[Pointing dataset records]

_____

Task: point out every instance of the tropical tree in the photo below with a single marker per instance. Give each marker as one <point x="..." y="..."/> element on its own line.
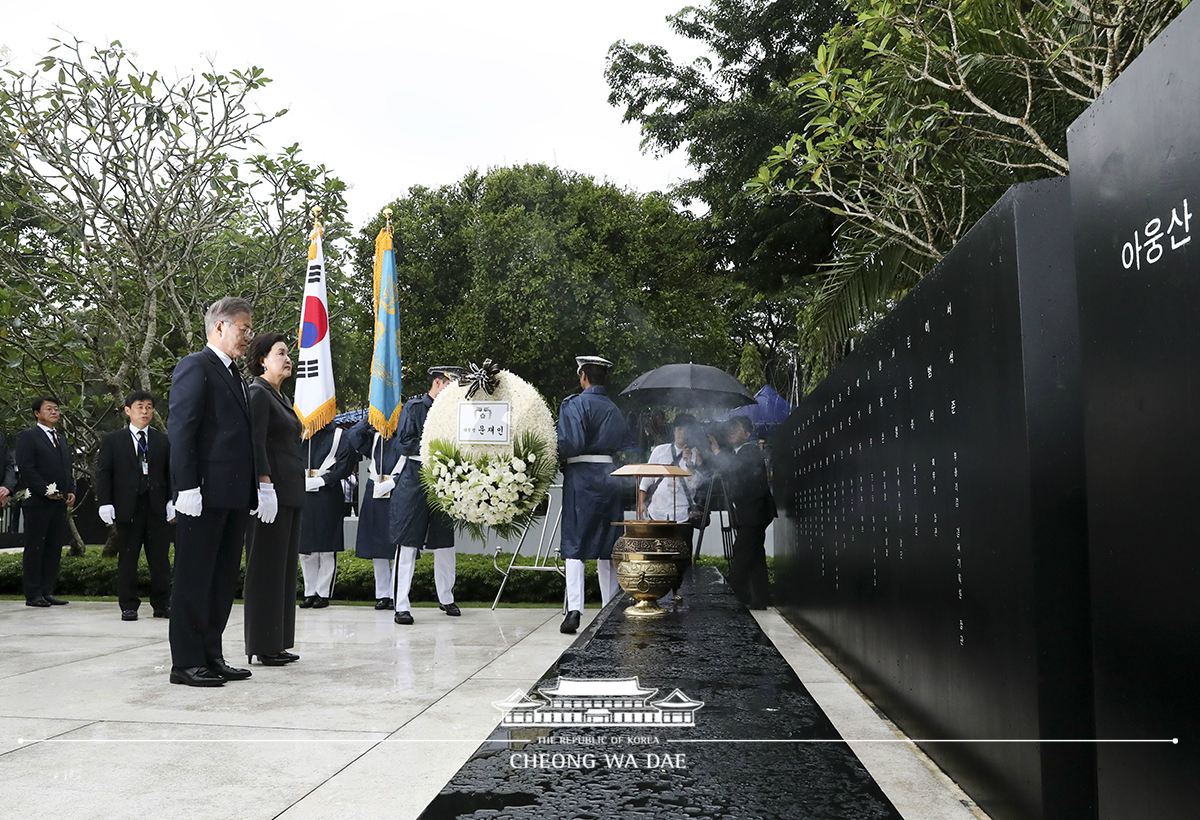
<point x="532" y="265"/>
<point x="917" y="117"/>
<point x="127" y="204"/>
<point x="723" y="111"/>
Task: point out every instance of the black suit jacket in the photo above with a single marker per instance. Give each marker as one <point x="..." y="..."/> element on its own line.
<point x="42" y="464"/>
<point x="7" y="465"/>
<point x="745" y="482"/>
<point x="211" y="446"/>
<point x="119" y="472"/>
<point x="277" y="442"/>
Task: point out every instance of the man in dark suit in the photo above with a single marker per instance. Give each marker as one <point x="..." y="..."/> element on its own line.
<point x="133" y="490"/>
<point x="43" y="458"/>
<point x="213" y="474"/>
<point x="744" y="472"/>
<point x="7" y="471"/>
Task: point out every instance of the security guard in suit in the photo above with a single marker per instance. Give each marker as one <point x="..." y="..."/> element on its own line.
<point x="133" y="490"/>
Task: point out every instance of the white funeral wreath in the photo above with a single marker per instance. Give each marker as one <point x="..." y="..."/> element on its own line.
<point x="497" y="486"/>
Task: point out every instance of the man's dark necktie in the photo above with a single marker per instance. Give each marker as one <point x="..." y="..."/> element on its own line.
<point x="144" y="480"/>
<point x="237" y="377"/>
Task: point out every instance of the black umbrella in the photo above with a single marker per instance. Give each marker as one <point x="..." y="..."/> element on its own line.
<point x="689" y="385"/>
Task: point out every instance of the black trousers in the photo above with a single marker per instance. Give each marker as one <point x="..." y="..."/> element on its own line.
<point x="149" y="530"/>
<point x="46" y="532"/>
<point x="748" y="569"/>
<point x="208" y="556"/>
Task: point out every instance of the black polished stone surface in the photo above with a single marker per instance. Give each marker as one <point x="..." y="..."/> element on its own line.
<point x="1135" y="191"/>
<point x="933" y="538"/>
<point x="712" y="650"/>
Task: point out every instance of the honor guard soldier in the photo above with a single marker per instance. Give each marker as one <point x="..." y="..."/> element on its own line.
<point x="591" y="429"/>
<point x="329" y="459"/>
<point x="414" y="524"/>
<point x="373" y="539"/>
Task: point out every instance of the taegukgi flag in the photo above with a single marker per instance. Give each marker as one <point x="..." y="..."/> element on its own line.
<point x="315" y="401"/>
<point x="384" y="402"/>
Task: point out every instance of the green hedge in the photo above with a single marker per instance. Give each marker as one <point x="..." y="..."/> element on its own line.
<point x="91" y="574"/>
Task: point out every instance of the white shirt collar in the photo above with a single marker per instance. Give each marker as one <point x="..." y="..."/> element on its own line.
<point x="221" y="354"/>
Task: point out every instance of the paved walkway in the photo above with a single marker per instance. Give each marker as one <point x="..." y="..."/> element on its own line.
<point x="370" y="723"/>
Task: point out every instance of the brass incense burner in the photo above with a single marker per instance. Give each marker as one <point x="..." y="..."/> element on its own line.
<point x="651" y="557"/>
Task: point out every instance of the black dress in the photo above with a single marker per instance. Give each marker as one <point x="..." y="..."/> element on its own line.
<point x="273" y="549"/>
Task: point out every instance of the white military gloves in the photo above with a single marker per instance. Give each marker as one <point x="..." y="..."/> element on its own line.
<point x="268" y="503"/>
<point x="190" y="502"/>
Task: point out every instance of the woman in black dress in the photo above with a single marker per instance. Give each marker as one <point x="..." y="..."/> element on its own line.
<point x="273" y="549"/>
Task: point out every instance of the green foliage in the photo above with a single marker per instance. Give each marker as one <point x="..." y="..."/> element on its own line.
<point x="127" y="204"/>
<point x="723" y="112"/>
<point x="915" y="119"/>
<point x="750" y="372"/>
<point x="532" y="265"/>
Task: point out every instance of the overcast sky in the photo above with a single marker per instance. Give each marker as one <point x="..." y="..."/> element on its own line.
<point x="390" y="95"/>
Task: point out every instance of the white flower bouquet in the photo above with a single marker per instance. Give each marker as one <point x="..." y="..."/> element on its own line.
<point x="485" y="485"/>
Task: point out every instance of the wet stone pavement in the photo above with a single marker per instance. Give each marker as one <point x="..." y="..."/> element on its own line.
<point x="765" y="748"/>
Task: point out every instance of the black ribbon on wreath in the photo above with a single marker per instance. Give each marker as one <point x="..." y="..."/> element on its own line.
<point x="485" y="376"/>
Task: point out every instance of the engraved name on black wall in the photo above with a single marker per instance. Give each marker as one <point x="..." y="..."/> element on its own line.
<point x="918" y="522"/>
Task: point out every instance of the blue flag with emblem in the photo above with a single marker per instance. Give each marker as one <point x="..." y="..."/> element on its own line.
<point x="384" y="402"/>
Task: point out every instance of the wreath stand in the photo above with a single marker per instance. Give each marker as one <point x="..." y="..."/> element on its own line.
<point x="545" y="546"/>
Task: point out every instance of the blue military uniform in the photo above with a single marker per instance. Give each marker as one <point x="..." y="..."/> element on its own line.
<point x="413" y="521"/>
<point x="415" y="525"/>
<point x="591" y="425"/>
<point x="375" y="538"/>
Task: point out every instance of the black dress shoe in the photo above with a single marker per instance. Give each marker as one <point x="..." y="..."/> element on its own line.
<point x="223" y="670"/>
<point x="196" y="676"/>
<point x="270" y="659"/>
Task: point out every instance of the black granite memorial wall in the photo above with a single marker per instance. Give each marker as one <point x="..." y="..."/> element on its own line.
<point x="1135" y="191"/>
<point x="933" y="531"/>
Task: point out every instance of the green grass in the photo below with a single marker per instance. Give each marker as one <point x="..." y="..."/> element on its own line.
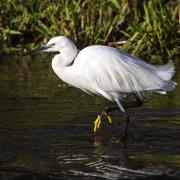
<point x="145" y="28"/>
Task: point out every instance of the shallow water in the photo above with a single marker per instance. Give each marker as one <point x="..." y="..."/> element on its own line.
<point x="46" y="130"/>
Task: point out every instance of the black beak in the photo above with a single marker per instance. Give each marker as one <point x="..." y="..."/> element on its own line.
<point x="42" y="48"/>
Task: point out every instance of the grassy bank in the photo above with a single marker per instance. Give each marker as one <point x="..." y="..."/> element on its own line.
<point x="145" y="28"/>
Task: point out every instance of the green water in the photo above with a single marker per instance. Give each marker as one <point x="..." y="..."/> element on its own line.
<point x="46" y="129"/>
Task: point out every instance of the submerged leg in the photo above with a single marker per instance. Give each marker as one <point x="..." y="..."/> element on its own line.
<point x="126" y="118"/>
<point x="134" y="104"/>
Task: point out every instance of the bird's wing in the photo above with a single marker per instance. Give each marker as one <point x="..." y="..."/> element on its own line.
<point x="108" y="70"/>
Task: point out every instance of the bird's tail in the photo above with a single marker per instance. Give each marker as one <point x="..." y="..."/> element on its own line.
<point x="166" y="72"/>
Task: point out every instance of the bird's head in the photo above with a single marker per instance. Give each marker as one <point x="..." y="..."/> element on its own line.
<point x="55" y="44"/>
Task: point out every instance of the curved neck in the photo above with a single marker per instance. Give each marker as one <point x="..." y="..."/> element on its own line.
<point x="62" y="61"/>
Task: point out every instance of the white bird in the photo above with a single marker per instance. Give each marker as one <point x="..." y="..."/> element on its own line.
<point x="108" y="72"/>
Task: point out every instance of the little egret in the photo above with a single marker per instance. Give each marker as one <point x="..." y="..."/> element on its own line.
<point x="108" y="72"/>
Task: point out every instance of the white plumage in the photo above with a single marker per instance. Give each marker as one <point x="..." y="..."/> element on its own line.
<point x="110" y="72"/>
<point x="107" y="71"/>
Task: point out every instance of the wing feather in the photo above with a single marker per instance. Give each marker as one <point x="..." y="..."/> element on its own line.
<point x="110" y="72"/>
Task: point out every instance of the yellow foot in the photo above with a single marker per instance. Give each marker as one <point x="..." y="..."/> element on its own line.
<point x="97" y="122"/>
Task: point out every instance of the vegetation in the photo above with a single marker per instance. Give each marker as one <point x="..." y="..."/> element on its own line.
<point x="146" y="28"/>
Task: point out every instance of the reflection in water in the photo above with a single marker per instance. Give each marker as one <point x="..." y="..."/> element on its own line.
<point x="46" y="130"/>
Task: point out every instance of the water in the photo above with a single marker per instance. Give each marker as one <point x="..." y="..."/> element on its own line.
<point x="46" y="130"/>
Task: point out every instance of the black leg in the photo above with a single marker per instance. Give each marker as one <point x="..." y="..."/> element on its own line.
<point x="134" y="104"/>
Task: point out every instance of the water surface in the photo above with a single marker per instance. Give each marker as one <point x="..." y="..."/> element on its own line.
<point x="46" y="129"/>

_____

## Task requirements
Your task is to extract the lines running from the one with "Task: point out every instance of the water in" to the end of the material, inclusive, copying each exactly and adding nothing.

## Solution
Task: point out every instance of the water in the photo above with a single marker per instance. Give each marker as one <point x="..." y="..."/> element on its own line.
<point x="46" y="130"/>
Task: point out every instance of the black leg in the photo above with a single marker per instance. Give each marker as one <point x="..." y="..."/> element on its own line.
<point x="134" y="104"/>
Task: point out every instance of the water surface in the photo above with a single marker per instance. Give each marker as one <point x="..." y="..."/> element on its own line.
<point x="46" y="129"/>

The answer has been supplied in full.